● Data shown:
#####

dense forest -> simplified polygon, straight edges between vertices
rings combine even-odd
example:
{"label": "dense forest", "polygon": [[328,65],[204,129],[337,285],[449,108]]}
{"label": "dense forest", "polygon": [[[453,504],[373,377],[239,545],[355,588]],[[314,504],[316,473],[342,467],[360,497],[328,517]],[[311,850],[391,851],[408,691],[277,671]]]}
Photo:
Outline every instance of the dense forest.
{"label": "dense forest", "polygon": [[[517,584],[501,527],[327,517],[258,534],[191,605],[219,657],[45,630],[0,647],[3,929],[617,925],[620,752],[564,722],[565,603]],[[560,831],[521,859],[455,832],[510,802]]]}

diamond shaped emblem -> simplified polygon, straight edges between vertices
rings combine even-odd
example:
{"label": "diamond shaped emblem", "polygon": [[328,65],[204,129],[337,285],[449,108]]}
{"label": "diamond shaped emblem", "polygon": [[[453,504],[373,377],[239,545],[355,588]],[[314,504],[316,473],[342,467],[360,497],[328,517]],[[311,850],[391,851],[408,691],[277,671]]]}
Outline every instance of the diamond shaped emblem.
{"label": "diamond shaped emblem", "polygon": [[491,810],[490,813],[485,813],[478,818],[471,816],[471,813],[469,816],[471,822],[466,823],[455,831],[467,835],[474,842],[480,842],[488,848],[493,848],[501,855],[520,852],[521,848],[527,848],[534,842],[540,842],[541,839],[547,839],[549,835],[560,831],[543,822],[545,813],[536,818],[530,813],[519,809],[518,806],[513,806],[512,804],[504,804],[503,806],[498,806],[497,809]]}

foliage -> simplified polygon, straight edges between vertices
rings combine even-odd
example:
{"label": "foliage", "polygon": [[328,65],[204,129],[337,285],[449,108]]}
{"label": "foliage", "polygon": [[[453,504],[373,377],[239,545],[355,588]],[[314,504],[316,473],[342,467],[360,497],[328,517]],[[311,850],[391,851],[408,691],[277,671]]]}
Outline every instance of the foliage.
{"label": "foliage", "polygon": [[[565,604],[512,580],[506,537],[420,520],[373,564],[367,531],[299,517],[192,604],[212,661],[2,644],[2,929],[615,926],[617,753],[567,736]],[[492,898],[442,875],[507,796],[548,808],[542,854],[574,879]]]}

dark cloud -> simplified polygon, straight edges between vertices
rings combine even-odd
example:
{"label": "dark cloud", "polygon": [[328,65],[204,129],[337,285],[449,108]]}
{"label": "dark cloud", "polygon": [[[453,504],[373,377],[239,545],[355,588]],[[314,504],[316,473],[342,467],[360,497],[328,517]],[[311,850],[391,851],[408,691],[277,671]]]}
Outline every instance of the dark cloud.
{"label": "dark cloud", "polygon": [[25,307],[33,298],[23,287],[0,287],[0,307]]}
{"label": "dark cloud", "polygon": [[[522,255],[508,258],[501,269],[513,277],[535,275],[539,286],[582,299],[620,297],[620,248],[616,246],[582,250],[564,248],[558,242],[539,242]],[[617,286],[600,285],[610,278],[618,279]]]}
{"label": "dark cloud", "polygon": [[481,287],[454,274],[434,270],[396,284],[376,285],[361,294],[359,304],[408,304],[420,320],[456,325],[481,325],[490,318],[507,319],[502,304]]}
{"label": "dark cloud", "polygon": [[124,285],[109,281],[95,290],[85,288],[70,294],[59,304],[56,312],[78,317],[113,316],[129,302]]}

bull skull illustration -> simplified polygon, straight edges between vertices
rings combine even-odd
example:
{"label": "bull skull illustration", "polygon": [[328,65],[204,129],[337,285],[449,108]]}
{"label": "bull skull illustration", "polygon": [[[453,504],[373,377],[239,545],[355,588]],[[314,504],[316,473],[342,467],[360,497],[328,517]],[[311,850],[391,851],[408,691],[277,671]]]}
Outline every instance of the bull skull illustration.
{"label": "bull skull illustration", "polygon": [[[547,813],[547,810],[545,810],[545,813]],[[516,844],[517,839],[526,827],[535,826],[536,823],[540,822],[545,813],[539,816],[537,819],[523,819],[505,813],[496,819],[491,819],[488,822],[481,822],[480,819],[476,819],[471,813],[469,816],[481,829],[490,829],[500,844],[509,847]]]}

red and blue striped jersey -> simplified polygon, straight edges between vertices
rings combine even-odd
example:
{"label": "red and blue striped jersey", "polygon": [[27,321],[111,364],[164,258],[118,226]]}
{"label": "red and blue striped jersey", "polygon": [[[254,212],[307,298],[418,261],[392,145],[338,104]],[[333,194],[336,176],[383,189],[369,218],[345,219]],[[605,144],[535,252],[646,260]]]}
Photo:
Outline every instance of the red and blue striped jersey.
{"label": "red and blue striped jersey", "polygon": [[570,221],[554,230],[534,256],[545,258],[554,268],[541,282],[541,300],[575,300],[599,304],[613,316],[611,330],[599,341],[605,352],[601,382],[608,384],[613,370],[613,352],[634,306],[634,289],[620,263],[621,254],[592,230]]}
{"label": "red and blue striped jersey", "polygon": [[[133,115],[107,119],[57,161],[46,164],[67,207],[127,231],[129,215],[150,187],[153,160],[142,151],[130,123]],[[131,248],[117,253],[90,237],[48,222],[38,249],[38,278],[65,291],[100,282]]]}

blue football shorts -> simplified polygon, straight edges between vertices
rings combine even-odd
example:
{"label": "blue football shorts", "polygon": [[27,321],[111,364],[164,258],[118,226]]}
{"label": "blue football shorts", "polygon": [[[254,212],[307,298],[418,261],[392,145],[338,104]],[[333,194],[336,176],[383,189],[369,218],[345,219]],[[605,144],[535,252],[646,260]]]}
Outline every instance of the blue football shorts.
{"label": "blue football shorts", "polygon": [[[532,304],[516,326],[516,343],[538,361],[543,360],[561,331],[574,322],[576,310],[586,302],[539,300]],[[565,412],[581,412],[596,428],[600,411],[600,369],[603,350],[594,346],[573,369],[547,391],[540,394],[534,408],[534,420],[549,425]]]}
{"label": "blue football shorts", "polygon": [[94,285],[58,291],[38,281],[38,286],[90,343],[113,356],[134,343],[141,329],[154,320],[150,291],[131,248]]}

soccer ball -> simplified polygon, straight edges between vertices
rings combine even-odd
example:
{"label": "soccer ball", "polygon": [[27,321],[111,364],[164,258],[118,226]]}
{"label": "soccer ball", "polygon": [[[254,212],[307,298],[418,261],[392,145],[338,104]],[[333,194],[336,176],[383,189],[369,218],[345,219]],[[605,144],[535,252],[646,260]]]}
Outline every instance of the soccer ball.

#####

Change every occurrence of "simplified polygon" in the material above to "reduced polygon", and reproduce the rest of the material with no other differences.

● Response to this task:
dense forest -> reduced polygon, straight edges between vertices
rings combine even-odd
example:
{"label": "dense forest", "polygon": [[328,65],[204,129],[337,285],[449,108]]}
{"label": "dense forest", "polygon": [[[453,504],[373,377],[239,545],[355,588]],[[314,504],[316,473],[342,467],[360,497],[328,517]],[[311,850],[391,851],[408,691],[277,671]]]}
Photo:
Outline every instance of the dense forest.
{"label": "dense forest", "polygon": [[[517,584],[501,527],[327,517],[258,534],[191,605],[219,657],[45,630],[0,647],[3,929],[617,925],[620,752],[564,722],[565,603]],[[560,831],[521,859],[455,832],[510,802]]]}

diamond shaped emblem -> reduced polygon, straight edges between vertices
rings combine even-odd
example:
{"label": "diamond shaped emblem", "polygon": [[328,65],[204,129],[337,285],[449,108]]}
{"label": "diamond shaped emblem", "polygon": [[[453,504],[373,377],[239,545],[355,588]],[[314,504],[316,473],[342,467],[360,497],[328,517]],[[311,850],[391,851],[408,691],[277,671]]]}
Outline every instance of the diamond shaped emblem.
{"label": "diamond shaped emblem", "polygon": [[491,810],[490,813],[485,813],[478,818],[471,816],[471,813],[469,816],[471,822],[466,823],[455,831],[467,835],[474,842],[480,842],[488,848],[493,848],[501,855],[520,852],[521,848],[527,848],[534,842],[540,842],[541,839],[547,839],[549,835],[560,831],[543,822],[545,813],[536,818],[530,813],[519,809],[518,806],[513,806],[512,804],[504,804],[503,806],[498,806],[497,809]]}

foliage -> reduced polygon, straight edges between vertices
rings combine even-odd
example:
{"label": "foliage", "polygon": [[328,65],[204,129],[337,285],[449,108]]}
{"label": "foliage", "polygon": [[[453,504],[373,377],[239,545],[355,588]],[[314,504],[316,473],[342,467],[360,497],[328,517]],[[311,850],[391,851],[408,691],[277,671]]]}
Outline every instance of the foliage.
{"label": "foliage", "polygon": [[[565,604],[512,580],[506,537],[420,520],[373,564],[367,531],[299,517],[192,604],[212,661],[2,644],[2,929],[615,926],[617,753],[567,736]],[[492,898],[442,875],[507,796],[548,808],[542,854],[574,879]]]}

dark cloud -> reduced polygon, straight edges between vertices
rings combine even-odd
example:
{"label": "dark cloud", "polygon": [[328,65],[204,129],[337,285],[449,108]]}
{"label": "dark cloud", "polygon": [[[453,504],[373,377],[239,545],[355,588]],[[314,504],[316,473],[342,467],[360,497],[328,517]],[[311,850],[391,851],[408,691],[277,671]]]}
Outline every instance of the dark cloud.
{"label": "dark cloud", "polygon": [[25,307],[33,298],[23,287],[0,287],[0,307]]}
{"label": "dark cloud", "polygon": [[[522,255],[508,258],[501,269],[513,277],[535,275],[539,286],[582,299],[620,297],[620,248],[616,246],[582,250],[564,248],[558,242],[539,242]],[[617,286],[600,285],[610,278],[618,279]]]}
{"label": "dark cloud", "polygon": [[481,287],[454,274],[434,270],[396,284],[376,285],[361,294],[359,304],[408,304],[420,320],[456,325],[481,325],[490,318],[507,319],[502,304]]}
{"label": "dark cloud", "polygon": [[124,285],[109,281],[95,290],[85,288],[70,294],[59,304],[56,312],[78,317],[113,316],[129,302]]}

bull skull illustration -> reduced polygon, straight edges between vertices
rings combine even-odd
example:
{"label": "bull skull illustration", "polygon": [[328,65],[204,129],[337,285],[449,108]]}
{"label": "bull skull illustration", "polygon": [[[453,504],[373,377],[239,545],[355,588]],[[314,504],[316,473],[342,467],[360,497],[328,517]],[[311,850],[391,851],[408,691],[277,671]]]}
Outline every instance of the bull skull illustration.
{"label": "bull skull illustration", "polygon": [[[547,813],[547,810],[545,810],[545,813]],[[516,844],[517,839],[526,827],[535,826],[536,823],[540,822],[545,813],[539,816],[537,819],[523,819],[505,813],[496,819],[491,819],[488,822],[481,822],[480,819],[476,819],[471,813],[469,816],[481,829],[490,829],[500,844],[509,847]]]}

red and blue striped jersey -> reduced polygon, straight edges between vertices
rings combine even-odd
example:
{"label": "red and blue striped jersey", "polygon": [[27,321],[111,364],[164,258],[118,226]]}
{"label": "red and blue striped jersey", "polygon": [[[254,212],[307,298],[418,261],[392,145],[338,104]],[[333,194],[336,176],[383,189],[369,218],[345,219]],[[605,144],[535,252],[646,260]]]}
Photo:
Outline every instance of the red and blue striped jersey.
{"label": "red and blue striped jersey", "polygon": [[570,221],[554,230],[534,256],[545,258],[554,268],[541,282],[541,300],[575,300],[599,304],[613,316],[611,330],[599,341],[605,352],[601,382],[608,384],[613,370],[613,352],[634,306],[634,289],[620,263],[621,254],[592,230]]}
{"label": "red and blue striped jersey", "polygon": [[[133,115],[107,119],[57,161],[46,164],[67,207],[127,231],[129,215],[150,187],[153,160],[142,151],[130,123]],[[131,248],[117,253],[90,237],[48,222],[38,249],[38,278],[65,291],[100,282]]]}

blue football shorts -> reduced polygon, straight edges between vertices
rings combine even-odd
example:
{"label": "blue football shorts", "polygon": [[27,321],[111,364],[164,258],[118,226]]}
{"label": "blue football shorts", "polygon": [[[254,212],[307,298],[418,261],[392,145],[338,104]],[[333,194],[336,176],[383,189],[369,218],[345,219]],[[605,144],[535,252],[646,260]]]}
Outline every instance of the blue football shorts.
{"label": "blue football shorts", "polygon": [[[532,304],[516,326],[516,343],[538,361],[543,360],[561,331],[574,322],[576,310],[586,302],[539,300]],[[565,412],[581,412],[596,428],[600,411],[600,369],[603,350],[594,346],[573,369],[547,391],[540,394],[534,408],[534,420],[549,425]]]}
{"label": "blue football shorts", "polygon": [[94,285],[58,291],[38,281],[38,286],[90,343],[113,356],[134,343],[141,329],[154,320],[150,291],[131,248]]}

soccer ball -> reduced polygon, straight edges between vertices
rings combine even-odd
example:
{"label": "soccer ball", "polygon": [[27,321],[111,364],[164,258],[118,226]]}
{"label": "soccer ball", "polygon": [[[254,212],[307,298],[418,261],[392,145],[338,104]],[[333,194],[336,176],[383,189],[369,218],[345,219]],[[605,144],[535,252],[646,260]]]}
Outline every instance of the soccer ball.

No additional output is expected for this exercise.